Data excerpts:

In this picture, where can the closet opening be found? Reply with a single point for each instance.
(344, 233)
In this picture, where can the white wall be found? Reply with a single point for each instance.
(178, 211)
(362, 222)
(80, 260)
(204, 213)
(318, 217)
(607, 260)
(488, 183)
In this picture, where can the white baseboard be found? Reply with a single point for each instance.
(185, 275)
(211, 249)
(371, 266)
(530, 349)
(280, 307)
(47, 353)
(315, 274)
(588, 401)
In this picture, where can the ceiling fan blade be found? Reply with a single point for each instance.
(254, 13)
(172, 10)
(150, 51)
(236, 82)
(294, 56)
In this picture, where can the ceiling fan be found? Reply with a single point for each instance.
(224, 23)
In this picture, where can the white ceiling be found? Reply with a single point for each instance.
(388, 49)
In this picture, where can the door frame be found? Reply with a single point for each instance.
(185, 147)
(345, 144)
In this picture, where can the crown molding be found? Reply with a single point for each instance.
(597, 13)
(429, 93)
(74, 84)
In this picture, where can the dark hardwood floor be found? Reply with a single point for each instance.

— What to work on —
Write out an exact copy of every record shown above.

— Exercise result —
In this picture, where can the closet opening be found? Reply with a single point for each instance.
(344, 233)
In this picture, where can the white wall be found? Reply with a single point for each instance.
(178, 211)
(362, 222)
(80, 260)
(204, 213)
(318, 217)
(607, 260)
(488, 183)
In this picture, where can the white baseboard be found? Reply with a single point for each instance.
(185, 275)
(211, 249)
(371, 266)
(530, 349)
(280, 307)
(47, 353)
(315, 274)
(588, 401)
In this picture, where can the ceiling fan blade be found? Reply with a single point for each instance.
(254, 13)
(172, 10)
(150, 51)
(236, 82)
(294, 56)
In this picture, where can the ceiling fan be found? Reply with a single point for each instance.
(224, 23)
In this picture, where can the white ceiling be found? Reply with a single point for each instance.
(388, 49)
In this picture, where can the door frame be found? Reply with a single point for each instance.
(185, 147)
(345, 144)
In this picture, where can the crown molding be found? Reply with a single point for each instance.
(597, 13)
(429, 93)
(74, 84)
In this picture, where can the dark hardwood floor be found? Reply with a single point for each instance.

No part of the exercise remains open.